[Saved data entries]
Segment Open
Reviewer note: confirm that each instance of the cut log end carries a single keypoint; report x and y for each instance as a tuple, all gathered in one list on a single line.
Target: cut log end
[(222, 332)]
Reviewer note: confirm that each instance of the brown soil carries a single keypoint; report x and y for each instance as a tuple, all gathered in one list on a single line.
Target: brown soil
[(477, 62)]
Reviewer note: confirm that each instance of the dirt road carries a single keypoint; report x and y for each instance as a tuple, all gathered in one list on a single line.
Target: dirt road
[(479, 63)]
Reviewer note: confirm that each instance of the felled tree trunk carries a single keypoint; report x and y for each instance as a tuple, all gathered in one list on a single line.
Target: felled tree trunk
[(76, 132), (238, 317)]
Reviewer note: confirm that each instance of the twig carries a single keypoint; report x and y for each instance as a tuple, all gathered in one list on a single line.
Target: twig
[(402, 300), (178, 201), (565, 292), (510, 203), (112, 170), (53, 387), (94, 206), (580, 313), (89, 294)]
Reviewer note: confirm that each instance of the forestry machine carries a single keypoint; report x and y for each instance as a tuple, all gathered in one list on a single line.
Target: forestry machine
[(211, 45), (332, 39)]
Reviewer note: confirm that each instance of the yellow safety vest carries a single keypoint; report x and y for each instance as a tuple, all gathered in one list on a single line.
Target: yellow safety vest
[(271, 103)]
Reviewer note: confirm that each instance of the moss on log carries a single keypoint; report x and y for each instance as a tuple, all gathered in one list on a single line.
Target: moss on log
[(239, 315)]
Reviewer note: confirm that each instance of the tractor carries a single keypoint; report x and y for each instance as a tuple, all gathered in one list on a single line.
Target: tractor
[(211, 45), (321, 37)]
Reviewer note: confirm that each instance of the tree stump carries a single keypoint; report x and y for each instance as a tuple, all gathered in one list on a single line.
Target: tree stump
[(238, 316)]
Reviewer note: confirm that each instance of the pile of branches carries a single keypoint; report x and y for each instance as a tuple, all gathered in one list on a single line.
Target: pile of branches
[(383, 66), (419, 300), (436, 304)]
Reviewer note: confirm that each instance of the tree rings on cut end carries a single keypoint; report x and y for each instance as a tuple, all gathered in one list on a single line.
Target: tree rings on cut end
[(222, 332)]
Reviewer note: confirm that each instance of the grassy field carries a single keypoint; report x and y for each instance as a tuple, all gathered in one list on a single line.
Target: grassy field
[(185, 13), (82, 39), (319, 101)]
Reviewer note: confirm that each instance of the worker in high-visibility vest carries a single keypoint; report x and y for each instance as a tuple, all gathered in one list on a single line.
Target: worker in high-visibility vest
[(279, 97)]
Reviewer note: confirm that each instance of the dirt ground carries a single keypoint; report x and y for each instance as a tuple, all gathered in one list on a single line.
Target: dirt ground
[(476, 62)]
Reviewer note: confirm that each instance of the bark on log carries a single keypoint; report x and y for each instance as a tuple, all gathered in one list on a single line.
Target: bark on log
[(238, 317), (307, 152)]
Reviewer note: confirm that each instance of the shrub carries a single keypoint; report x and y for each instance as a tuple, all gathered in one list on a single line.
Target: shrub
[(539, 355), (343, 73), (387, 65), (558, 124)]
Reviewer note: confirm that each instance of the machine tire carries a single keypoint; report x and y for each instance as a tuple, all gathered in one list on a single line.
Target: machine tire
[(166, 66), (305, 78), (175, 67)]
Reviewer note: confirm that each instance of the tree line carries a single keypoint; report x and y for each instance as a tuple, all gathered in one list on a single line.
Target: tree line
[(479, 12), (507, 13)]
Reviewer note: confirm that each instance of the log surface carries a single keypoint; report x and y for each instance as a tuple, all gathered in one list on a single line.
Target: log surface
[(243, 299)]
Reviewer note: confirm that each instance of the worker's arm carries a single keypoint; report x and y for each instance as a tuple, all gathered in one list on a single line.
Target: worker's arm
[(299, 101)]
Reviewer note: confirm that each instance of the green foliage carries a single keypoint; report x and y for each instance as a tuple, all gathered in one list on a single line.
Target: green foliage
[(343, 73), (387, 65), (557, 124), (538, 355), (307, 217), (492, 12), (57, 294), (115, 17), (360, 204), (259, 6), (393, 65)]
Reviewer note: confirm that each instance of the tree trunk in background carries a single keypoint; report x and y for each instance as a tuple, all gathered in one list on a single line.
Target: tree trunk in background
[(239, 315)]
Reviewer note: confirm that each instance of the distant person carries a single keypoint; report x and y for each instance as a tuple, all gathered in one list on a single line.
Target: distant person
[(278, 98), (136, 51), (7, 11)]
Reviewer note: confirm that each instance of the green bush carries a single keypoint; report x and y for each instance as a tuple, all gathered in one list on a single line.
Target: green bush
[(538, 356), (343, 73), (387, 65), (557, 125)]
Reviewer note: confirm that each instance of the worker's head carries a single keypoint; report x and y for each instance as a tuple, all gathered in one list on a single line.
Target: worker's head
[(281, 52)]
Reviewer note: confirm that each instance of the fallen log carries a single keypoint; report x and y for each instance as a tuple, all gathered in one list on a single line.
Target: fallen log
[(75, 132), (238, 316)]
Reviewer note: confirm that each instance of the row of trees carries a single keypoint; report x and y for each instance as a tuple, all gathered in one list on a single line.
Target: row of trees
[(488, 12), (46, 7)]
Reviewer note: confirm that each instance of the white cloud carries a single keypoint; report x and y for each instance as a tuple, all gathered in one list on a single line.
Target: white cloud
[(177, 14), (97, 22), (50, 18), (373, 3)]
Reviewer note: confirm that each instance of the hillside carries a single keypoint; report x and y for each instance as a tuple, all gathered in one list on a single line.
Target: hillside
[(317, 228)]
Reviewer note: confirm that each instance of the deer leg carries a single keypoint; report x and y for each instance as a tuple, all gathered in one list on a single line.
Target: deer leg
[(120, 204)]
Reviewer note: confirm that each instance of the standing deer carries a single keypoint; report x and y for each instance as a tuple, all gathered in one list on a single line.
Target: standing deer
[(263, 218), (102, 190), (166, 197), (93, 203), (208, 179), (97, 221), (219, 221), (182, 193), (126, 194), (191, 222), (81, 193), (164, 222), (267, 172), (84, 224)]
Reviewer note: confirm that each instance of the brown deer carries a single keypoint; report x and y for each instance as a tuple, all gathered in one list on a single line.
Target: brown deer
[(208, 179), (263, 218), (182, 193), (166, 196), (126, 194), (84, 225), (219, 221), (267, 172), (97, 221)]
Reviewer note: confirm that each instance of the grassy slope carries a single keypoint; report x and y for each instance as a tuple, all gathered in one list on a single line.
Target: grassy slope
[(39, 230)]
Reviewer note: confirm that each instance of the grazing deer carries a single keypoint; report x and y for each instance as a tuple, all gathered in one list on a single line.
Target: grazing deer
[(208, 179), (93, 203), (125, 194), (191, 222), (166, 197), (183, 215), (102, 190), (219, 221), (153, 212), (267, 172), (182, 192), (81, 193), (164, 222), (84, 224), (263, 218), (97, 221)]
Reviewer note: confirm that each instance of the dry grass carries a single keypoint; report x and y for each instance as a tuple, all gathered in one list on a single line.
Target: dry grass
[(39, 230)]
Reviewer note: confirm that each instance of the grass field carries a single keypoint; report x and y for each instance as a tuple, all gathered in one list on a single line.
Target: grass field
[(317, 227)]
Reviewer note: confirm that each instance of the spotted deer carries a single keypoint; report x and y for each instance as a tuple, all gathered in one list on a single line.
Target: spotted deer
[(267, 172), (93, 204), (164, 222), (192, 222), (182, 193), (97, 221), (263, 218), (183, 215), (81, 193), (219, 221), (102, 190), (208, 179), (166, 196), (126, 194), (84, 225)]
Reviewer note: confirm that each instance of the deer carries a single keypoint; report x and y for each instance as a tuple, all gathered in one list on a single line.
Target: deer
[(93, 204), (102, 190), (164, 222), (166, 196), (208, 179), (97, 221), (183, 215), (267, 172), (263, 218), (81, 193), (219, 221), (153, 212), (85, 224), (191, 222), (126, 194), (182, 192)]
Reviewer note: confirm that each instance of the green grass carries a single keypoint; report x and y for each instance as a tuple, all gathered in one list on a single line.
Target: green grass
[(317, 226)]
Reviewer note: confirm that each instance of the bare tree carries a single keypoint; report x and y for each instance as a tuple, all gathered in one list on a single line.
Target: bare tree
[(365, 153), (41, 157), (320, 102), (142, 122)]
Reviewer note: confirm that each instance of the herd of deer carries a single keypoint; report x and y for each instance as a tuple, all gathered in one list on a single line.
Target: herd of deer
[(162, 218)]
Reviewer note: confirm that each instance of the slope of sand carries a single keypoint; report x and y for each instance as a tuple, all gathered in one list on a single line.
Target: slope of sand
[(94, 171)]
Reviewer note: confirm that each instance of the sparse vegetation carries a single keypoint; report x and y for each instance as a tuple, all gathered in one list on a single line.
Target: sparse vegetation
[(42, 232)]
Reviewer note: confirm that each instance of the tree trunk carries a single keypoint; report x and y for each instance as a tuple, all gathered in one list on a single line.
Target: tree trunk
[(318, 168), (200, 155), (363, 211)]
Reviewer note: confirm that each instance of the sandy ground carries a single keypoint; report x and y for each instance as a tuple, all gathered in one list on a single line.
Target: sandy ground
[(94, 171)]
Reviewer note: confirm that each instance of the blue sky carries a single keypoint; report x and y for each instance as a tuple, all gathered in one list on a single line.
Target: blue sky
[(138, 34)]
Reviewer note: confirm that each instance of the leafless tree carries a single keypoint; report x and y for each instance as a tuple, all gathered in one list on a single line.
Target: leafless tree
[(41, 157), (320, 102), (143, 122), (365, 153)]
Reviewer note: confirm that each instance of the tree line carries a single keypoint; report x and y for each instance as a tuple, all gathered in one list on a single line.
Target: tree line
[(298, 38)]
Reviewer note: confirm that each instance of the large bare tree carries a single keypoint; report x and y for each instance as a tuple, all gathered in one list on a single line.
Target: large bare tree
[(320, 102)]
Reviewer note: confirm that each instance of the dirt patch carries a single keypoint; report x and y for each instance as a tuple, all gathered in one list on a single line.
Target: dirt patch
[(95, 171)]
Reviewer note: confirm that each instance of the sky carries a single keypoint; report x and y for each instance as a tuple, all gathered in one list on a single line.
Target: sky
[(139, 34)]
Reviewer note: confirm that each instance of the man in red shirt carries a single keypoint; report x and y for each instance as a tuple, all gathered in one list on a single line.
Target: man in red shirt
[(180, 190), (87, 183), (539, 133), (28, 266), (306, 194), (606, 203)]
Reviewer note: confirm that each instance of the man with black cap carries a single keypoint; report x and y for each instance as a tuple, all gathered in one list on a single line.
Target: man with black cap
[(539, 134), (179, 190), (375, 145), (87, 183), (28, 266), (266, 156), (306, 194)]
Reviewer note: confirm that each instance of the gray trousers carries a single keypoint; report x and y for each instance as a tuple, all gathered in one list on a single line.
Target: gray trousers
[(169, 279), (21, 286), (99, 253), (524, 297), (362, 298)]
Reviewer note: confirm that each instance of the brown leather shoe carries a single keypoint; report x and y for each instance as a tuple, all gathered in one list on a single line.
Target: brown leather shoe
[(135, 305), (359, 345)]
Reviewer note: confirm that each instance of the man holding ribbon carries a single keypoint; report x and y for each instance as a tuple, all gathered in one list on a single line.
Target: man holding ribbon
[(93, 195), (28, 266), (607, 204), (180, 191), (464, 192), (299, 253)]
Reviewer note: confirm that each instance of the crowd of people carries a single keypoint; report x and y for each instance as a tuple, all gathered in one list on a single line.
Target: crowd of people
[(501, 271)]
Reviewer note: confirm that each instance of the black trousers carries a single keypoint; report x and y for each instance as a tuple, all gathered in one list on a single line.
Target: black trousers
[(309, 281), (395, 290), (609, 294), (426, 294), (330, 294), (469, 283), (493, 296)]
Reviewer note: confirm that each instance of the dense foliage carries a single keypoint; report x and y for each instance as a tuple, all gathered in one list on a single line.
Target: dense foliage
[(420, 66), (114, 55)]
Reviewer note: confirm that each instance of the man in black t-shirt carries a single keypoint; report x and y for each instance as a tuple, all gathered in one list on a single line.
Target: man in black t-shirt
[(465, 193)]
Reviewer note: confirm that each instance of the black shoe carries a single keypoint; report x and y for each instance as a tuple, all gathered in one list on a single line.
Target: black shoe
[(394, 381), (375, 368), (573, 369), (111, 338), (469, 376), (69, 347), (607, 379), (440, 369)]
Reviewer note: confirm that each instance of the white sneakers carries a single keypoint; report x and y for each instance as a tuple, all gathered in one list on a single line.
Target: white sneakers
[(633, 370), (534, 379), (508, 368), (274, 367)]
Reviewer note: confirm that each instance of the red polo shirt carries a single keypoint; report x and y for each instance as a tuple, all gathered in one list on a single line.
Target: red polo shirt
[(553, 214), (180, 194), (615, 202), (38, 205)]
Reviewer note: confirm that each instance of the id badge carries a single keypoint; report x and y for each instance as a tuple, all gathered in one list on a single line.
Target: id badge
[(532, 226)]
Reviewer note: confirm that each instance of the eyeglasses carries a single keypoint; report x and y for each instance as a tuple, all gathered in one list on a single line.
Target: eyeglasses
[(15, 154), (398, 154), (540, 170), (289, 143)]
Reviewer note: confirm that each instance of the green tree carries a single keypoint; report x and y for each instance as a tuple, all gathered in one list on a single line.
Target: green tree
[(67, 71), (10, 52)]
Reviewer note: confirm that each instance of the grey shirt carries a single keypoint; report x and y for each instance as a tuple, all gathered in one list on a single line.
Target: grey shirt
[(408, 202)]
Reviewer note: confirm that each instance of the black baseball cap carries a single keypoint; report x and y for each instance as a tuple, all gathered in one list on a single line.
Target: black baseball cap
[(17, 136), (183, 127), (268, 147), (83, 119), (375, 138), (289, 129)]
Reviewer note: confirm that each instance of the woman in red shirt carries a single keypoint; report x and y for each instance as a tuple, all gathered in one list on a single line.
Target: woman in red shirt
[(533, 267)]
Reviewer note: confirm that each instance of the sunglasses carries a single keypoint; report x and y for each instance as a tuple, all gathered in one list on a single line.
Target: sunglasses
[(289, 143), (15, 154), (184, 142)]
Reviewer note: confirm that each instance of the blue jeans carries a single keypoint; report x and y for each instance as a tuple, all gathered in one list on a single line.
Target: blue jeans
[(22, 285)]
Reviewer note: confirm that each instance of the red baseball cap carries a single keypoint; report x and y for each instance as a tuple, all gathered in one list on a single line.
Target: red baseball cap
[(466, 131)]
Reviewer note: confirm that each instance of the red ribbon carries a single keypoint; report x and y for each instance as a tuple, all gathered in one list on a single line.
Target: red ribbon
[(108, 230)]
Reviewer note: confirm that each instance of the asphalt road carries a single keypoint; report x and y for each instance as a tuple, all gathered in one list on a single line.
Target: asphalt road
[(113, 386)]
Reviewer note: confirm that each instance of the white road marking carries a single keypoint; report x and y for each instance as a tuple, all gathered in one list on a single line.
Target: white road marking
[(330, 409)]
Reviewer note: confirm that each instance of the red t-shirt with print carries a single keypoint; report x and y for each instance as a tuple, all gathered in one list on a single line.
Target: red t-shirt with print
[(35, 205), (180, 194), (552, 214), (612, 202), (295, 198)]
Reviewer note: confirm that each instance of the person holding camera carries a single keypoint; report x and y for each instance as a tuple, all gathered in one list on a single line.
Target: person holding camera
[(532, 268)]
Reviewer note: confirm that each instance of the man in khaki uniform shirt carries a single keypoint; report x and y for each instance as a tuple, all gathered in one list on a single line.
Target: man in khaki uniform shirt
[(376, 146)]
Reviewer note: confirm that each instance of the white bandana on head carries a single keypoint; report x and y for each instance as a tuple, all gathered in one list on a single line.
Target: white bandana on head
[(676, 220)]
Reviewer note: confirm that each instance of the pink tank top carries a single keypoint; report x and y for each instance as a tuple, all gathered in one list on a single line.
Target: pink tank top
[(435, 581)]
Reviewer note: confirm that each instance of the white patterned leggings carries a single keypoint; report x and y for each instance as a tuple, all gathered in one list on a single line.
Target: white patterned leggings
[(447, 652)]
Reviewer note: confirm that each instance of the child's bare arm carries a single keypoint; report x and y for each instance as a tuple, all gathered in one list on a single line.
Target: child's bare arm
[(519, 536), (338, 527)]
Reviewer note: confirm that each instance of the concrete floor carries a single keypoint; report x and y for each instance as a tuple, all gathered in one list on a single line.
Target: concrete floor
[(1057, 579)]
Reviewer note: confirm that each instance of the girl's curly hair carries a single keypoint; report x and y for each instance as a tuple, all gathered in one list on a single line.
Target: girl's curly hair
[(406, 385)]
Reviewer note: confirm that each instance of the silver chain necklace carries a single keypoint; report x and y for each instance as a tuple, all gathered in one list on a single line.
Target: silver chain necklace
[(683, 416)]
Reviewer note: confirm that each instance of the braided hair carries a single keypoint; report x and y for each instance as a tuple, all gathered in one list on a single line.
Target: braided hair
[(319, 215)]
Segment Closed
**ASSIGNMENT**
Your answer consists solely of the lines from the top of the records above through the line that contains "Reviewer note: confirm that each instance of the twig", each echoed exactly.

**RESULT OF THIS TASK**
Reviewer note: confirm that each instance of the cut log end carries a single keypoint; report x and y for each instance as a tuple, all gathered in one list on a single line.
Target: cut log end
[(222, 332)]
Reviewer note: confirm that each instance of the brown soil carries a single keypoint; report x and y for each instance as a tuple, all gathered in one list on a single line.
Target: brown soil
[(477, 62)]
Reviewer note: confirm that each instance of the dirt road carries a single keypoint; report x and y for each instance as a tuple, all gathered in one list on a single line.
Target: dirt road
[(479, 63)]
Reviewer note: confirm that each instance of the felled tree trunk carries a single keypoint; report x and y for each instance as a tuple, all gathered in one list on a single line.
Target: felled tree trunk
[(76, 132), (238, 317)]
Reviewer note: confirm that each instance of the twig carries a single keypoint; report x and y for each instance as a tuple, all gathered in one list on a single line.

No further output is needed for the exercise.